MATERIAL TO PROCESS Start Marker
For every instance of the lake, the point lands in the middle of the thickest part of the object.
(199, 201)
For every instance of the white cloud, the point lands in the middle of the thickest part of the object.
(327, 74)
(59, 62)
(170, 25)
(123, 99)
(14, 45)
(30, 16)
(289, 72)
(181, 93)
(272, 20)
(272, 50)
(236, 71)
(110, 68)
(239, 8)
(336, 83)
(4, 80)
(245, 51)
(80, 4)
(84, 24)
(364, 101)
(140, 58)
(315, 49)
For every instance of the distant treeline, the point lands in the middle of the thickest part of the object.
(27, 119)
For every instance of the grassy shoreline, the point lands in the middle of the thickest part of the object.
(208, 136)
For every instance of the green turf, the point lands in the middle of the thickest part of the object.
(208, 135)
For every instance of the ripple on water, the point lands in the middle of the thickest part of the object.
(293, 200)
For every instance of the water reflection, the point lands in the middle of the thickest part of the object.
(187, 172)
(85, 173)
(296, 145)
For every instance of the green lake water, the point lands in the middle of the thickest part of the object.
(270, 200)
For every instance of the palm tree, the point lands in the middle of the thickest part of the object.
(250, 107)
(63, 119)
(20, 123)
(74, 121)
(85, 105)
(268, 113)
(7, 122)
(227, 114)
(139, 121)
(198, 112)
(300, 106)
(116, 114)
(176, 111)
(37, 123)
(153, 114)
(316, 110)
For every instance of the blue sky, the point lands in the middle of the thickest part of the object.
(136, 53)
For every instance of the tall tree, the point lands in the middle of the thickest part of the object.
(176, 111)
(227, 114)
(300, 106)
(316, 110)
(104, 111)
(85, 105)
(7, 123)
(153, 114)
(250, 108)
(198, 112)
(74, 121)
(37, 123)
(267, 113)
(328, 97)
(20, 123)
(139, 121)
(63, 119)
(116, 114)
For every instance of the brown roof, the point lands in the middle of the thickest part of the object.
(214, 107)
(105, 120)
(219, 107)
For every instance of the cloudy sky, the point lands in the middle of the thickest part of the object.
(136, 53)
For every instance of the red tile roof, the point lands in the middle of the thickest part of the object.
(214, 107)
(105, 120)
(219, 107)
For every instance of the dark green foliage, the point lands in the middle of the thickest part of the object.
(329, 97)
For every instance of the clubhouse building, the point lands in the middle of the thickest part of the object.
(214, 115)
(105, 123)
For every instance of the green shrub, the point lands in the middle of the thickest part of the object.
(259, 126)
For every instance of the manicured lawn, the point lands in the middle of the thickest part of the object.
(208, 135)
MATERIAL TO PROCESS End Marker
# EXERCISE BRIEF
Return the listing above in its entirety, word for word.

# TASK OUTPUT
For every instance of the lake, the point lands in the middle of the thickest part of the object.
(199, 201)
For every instance of the white cloud, the point lands in the middle of the thickest part of the object.
(327, 74)
(59, 62)
(170, 25)
(123, 99)
(14, 45)
(30, 16)
(289, 72)
(181, 93)
(272, 20)
(272, 50)
(236, 71)
(110, 68)
(239, 8)
(336, 83)
(4, 80)
(245, 51)
(80, 4)
(84, 24)
(364, 101)
(140, 58)
(315, 49)
For every instance of the distant treeline, the point lands in the middle of the thickest part of the object.
(27, 119)
For every instance of the grassy shoreline, the point lands in the middle of the thickest part of the object.
(208, 136)
For every instance of the green turf, the point lands in the middle of the thickest part of the object.
(208, 135)
For every instance of the ripple on water, the point lands in the middle of the thickest part of the object.
(293, 200)
For every instance of the water reflection, the point lands in the middle of the thickest part of the object.
(187, 172)
(85, 173)
(296, 145)
For every instance of the green lake water, the point lands in the middle of the thickest part of the object.
(270, 200)
For every instance of the palm tree, the point lands in the middle of the thickest part of the object.
(250, 107)
(63, 119)
(20, 123)
(74, 121)
(85, 105)
(268, 113)
(7, 122)
(227, 114)
(139, 121)
(198, 112)
(300, 106)
(116, 114)
(176, 111)
(37, 123)
(153, 114)
(316, 110)
For every instance of the blue sky, the point lands in the middle of the thickest part of the object.
(136, 53)
For every instance of the tall tree, the point lands in the middle of the thickest part of the object.
(176, 111)
(227, 114)
(300, 106)
(316, 110)
(104, 111)
(85, 105)
(7, 123)
(153, 114)
(250, 108)
(198, 112)
(74, 121)
(37, 123)
(267, 113)
(328, 97)
(20, 123)
(139, 121)
(63, 119)
(116, 114)
For every instance of the brown roof, the point lands in the middle of the thickest part of the object.
(214, 107)
(105, 120)
(219, 107)
For every instance of the cloudy sky, the point lands in the middle of the thickest part of the object.
(136, 53)
For every instance of the red tile roof, the point lands in the middle of the thickest part of the object.
(214, 107)
(105, 120)
(219, 107)
For every instance of the dark green foliage, the point lands in the middle of the thickest part of the object.
(329, 97)
For every instance of the clubhouse building, the point lands in the middle of the thickest part of the object.
(214, 115)
(105, 123)
For every instance of the green shrub, the point lands in the middle of the thickest part of the object.
(259, 126)
For every instance of the manicured lawn, the point lands in the middle of the thickest part of the object.
(208, 135)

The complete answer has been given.